Вот и все, что я мог тогда сделать для своей семьи. Но жена с детьми перебралась к отцу. Перевез их брат Аким. Сам он под осень тоже был взят в солдаты.
Как потом рассказывала жена, отец при их приезде не нашел ни для нее, ни для детей слова привета и всем своим видом давал понять, что они для него нежеланные гости. Только позднее, когда Аким ушел в солдаты, а сам он, делая весной заёзок[264]
, простудился и заболел, он стал более милостив к моей семье. Еще бы, жена стала главной и едва не единственной работницей в хозяйстве: сестренка была еще мала, а мать уже стара.Смерть отца. Служба в Ярославле
Отец, проболев лето, умер. Известие о его смерти я получил, когда был уже в Германии, в плену. Это может показаться бесчеловечным, но весть эта меня обрадовала, я был рад за свою семью, которая, наконец, была избавлена от его кошмарного гнета. Так я и написал в письме жене и матери.
Болел отец все лето, во все время горячих работ. Жена, мать и сестра уходили на целые дни, с детьми оставался он один. Феде был четвертый год, а Нюше около года. Отец не мог передвигаться даже по избе, поэтому девчонка часто целый день была не кормлена. Если ее оставляли утром в зыбке, то так она целый день в ней и находилась, замочившись и испачкавшись.

### Извлечённые записи данных
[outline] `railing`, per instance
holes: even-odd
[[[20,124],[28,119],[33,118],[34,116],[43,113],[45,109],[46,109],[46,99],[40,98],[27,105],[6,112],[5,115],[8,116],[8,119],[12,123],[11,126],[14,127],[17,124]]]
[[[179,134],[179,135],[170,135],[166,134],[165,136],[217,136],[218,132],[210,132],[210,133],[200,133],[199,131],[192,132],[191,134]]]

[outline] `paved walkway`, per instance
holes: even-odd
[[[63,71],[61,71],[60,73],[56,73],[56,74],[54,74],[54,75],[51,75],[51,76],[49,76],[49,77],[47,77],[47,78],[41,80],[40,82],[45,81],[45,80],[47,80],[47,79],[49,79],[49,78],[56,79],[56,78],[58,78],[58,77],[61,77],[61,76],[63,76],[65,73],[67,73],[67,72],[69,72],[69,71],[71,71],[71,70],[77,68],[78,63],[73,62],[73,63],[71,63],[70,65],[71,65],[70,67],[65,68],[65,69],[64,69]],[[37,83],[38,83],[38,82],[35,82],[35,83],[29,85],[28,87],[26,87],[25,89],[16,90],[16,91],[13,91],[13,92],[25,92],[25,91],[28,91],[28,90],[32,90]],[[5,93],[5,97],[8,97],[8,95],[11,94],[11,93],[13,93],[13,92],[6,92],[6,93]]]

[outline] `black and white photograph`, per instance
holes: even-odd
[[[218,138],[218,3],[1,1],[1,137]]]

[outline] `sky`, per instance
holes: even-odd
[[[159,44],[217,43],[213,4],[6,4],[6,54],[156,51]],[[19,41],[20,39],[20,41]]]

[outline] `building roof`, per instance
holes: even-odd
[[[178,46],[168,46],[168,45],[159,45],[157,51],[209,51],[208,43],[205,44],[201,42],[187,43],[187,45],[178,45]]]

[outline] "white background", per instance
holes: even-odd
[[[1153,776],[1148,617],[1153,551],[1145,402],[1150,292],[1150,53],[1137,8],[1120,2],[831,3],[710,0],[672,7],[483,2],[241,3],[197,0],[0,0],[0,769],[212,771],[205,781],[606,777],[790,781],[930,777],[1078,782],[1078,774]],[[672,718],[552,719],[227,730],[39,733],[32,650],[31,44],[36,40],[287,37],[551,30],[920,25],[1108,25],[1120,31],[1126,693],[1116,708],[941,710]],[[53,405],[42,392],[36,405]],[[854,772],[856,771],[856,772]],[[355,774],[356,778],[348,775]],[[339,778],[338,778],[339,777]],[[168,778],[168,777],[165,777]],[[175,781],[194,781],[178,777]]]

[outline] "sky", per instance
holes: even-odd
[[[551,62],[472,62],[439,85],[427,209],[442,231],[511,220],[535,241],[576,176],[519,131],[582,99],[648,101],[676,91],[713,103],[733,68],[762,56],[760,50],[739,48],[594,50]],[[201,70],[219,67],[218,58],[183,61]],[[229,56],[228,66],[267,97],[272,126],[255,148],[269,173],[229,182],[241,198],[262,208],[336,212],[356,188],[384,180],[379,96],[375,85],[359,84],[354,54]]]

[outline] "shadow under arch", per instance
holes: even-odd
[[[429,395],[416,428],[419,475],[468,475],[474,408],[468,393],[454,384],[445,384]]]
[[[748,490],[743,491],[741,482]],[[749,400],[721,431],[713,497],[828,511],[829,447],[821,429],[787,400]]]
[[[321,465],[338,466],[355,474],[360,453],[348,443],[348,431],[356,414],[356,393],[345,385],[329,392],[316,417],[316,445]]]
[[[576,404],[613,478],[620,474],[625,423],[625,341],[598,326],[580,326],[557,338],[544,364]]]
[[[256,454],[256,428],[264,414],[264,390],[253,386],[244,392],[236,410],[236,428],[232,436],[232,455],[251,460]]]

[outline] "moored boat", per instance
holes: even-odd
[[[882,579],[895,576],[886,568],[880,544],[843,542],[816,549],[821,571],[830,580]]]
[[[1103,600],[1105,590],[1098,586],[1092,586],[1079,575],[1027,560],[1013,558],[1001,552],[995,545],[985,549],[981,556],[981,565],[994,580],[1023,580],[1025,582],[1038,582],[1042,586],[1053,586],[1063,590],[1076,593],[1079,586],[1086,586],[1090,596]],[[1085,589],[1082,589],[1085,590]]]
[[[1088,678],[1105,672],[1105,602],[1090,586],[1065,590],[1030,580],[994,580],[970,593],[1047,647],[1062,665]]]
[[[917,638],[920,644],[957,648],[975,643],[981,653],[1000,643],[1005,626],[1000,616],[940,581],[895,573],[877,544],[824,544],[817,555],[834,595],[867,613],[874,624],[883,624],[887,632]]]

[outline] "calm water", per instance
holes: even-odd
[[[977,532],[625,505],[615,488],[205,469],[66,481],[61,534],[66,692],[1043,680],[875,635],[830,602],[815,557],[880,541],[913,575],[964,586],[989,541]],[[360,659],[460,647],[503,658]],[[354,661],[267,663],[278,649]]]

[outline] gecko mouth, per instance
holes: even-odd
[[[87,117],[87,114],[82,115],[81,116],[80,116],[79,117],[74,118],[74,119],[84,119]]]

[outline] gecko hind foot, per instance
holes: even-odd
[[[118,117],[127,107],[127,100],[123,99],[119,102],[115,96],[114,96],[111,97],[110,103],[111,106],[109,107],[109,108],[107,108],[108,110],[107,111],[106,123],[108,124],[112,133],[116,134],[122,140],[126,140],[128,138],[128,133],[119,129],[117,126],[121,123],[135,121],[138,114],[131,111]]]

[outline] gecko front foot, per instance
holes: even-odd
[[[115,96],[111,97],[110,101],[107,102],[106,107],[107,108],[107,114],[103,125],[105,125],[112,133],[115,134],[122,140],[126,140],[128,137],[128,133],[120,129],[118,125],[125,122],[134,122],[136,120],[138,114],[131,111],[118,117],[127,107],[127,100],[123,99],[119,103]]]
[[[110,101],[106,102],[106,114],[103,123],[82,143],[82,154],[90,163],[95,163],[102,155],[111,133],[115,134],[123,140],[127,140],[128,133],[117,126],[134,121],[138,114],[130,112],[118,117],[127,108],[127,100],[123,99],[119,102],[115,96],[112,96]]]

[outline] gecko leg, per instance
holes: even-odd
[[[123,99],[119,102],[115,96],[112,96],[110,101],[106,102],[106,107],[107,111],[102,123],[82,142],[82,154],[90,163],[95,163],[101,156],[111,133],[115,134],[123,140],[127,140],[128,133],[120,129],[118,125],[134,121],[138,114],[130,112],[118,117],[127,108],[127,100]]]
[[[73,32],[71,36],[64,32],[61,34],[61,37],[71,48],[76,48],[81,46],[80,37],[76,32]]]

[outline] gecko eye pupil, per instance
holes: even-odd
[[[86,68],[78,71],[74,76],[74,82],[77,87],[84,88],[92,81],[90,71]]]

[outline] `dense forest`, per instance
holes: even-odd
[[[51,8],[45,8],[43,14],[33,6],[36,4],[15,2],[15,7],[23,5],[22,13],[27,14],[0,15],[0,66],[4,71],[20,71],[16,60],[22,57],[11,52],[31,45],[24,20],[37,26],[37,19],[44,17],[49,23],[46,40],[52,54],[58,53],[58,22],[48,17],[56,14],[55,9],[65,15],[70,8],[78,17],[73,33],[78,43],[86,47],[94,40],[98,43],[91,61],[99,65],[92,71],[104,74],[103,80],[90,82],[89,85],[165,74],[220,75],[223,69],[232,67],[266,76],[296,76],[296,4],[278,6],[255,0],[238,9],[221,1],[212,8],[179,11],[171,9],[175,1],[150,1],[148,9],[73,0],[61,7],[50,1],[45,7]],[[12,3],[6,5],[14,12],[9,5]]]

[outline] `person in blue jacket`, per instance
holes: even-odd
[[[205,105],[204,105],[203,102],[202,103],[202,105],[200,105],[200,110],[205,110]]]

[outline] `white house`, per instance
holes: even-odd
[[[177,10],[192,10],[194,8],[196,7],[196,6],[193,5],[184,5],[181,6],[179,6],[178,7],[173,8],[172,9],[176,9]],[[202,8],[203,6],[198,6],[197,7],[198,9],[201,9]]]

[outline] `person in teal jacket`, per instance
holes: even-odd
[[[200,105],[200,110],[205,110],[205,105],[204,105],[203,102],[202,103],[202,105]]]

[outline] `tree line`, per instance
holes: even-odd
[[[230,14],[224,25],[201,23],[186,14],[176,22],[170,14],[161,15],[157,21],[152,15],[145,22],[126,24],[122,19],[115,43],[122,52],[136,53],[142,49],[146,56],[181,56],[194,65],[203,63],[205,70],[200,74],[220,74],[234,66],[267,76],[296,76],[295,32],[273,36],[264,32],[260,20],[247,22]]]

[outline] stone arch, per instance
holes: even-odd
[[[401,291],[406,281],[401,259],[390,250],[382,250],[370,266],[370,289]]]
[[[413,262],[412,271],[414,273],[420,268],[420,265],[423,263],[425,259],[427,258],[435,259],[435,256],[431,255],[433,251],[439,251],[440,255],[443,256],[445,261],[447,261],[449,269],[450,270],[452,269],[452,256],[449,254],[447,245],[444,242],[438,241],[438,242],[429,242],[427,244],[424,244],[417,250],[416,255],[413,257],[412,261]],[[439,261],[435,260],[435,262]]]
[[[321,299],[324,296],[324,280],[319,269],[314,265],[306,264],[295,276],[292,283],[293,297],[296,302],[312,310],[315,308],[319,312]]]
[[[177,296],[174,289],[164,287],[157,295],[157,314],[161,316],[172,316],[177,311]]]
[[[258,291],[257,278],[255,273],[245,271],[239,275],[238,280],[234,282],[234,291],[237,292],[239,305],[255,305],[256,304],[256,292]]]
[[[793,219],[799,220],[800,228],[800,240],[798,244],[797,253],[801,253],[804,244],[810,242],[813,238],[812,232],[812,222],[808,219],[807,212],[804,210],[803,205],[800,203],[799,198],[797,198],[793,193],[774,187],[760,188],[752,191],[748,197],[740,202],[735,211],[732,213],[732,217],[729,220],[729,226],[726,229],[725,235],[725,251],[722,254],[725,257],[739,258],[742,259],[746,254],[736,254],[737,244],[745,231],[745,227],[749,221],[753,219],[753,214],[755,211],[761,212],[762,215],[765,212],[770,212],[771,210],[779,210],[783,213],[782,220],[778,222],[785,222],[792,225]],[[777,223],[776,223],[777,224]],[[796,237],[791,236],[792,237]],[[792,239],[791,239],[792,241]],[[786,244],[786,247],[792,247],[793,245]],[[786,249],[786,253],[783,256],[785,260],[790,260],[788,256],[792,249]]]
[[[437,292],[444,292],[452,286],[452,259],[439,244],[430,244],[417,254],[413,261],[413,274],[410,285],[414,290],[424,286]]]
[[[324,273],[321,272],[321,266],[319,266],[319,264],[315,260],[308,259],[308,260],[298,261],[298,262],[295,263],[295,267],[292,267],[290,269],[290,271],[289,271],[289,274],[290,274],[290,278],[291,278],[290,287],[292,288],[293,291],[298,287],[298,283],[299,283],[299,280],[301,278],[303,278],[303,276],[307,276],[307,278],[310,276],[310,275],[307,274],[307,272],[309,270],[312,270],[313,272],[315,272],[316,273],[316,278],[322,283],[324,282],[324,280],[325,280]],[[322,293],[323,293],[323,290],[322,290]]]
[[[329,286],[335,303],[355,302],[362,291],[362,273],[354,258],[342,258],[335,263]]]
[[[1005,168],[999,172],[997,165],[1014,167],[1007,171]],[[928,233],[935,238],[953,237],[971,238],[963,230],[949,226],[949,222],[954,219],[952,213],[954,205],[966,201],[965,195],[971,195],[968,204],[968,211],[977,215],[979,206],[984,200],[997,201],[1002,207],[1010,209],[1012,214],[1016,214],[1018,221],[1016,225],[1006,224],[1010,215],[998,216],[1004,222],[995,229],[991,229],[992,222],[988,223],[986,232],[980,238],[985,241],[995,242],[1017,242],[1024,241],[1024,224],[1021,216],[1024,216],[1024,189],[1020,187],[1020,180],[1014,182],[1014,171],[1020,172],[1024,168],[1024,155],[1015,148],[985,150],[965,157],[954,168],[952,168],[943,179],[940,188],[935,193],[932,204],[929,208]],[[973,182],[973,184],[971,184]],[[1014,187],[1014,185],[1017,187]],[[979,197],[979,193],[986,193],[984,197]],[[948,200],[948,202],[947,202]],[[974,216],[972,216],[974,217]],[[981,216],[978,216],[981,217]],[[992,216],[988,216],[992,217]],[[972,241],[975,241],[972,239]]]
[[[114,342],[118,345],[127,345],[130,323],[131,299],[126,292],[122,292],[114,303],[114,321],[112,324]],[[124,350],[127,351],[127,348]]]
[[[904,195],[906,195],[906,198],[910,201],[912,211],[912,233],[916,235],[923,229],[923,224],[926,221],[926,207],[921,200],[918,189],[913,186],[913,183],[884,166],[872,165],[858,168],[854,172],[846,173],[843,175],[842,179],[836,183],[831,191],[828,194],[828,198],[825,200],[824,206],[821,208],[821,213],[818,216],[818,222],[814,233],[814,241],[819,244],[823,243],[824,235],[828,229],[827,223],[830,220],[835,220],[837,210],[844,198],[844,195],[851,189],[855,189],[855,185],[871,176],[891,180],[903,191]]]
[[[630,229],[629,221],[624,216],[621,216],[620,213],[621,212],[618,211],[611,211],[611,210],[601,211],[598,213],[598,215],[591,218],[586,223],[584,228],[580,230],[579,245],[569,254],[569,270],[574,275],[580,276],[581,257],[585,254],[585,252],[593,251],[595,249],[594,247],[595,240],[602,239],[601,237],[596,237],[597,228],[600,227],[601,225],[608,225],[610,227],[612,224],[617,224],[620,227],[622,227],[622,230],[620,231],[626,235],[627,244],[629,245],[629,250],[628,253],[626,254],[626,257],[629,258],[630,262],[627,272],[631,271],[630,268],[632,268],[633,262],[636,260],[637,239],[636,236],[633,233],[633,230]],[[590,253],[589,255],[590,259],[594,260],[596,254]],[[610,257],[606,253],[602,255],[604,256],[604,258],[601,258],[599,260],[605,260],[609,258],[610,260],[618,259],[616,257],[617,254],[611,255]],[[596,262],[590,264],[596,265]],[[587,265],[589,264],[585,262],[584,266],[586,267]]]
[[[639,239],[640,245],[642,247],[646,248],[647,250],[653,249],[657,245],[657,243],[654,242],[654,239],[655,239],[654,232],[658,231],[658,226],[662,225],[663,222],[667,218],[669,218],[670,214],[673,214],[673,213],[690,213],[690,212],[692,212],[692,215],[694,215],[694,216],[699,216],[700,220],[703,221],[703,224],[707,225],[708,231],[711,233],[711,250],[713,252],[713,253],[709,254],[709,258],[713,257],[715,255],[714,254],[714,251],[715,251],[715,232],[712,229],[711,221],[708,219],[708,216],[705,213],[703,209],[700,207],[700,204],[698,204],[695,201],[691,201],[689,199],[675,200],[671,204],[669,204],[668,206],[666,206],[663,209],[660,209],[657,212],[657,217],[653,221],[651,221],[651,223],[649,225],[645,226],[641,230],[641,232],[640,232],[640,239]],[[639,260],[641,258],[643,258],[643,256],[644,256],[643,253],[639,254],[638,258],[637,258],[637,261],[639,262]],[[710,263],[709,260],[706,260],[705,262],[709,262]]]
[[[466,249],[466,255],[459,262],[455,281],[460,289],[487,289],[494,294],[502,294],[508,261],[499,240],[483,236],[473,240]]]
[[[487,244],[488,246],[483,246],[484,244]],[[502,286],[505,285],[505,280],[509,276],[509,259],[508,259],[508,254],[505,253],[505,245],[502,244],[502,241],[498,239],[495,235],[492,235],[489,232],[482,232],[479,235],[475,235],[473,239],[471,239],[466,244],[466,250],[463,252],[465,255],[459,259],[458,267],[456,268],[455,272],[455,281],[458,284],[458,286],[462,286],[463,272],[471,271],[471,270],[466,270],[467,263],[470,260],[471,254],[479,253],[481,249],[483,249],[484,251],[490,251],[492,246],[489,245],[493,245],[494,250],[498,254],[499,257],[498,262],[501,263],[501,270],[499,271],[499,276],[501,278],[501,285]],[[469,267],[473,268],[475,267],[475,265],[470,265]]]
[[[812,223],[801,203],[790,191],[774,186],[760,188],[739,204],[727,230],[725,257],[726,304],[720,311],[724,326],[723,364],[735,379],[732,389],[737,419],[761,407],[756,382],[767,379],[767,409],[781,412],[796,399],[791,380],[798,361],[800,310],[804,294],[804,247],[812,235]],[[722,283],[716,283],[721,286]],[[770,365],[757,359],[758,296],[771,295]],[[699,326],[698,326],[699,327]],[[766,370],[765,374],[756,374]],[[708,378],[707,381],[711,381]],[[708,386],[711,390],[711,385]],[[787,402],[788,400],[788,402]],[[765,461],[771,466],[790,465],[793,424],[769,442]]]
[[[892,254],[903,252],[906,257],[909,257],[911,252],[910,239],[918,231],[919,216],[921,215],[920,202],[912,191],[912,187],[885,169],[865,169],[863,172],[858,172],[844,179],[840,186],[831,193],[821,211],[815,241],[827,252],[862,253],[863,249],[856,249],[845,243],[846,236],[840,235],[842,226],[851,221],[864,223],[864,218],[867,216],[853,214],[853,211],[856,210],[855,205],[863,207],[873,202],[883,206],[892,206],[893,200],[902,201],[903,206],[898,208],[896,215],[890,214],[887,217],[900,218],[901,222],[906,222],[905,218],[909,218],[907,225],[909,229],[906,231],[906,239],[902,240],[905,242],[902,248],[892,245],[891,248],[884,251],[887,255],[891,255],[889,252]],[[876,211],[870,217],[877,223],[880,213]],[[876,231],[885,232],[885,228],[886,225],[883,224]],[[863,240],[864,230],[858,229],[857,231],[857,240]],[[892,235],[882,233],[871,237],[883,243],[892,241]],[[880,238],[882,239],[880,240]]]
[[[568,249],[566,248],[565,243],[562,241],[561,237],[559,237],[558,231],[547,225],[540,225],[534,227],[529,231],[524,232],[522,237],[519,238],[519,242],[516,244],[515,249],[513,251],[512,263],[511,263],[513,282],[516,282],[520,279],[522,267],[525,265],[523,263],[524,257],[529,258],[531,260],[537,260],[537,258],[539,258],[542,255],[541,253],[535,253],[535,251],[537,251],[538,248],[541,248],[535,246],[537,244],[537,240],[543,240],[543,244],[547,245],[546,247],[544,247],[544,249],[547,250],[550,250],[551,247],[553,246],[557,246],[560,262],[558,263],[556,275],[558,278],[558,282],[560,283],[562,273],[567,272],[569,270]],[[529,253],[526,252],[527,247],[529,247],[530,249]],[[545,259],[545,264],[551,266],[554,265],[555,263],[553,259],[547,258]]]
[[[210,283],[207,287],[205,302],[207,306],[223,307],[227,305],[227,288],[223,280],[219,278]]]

### ЗАДАНИЕ 1
Кто, согласно отрывку, перевез жену с детьми к отцу?
### ЗАДАНИЕ 2
Перепечатайте из отрывка часть текста от слов «Вот и все, что» до слов «взят в солдаты.» включительно.
Отвечайте, опираясь только на отрывок.

### ОТВЕТ 1
Брат Аким.

### ОТВЕТ 2
Вот и все, что я мог тогда сделать для своей семьи. Но жена с детьми перебралась к отцу. Перевез их брат Аким. Сам он под осень тоже был взят в солдаты.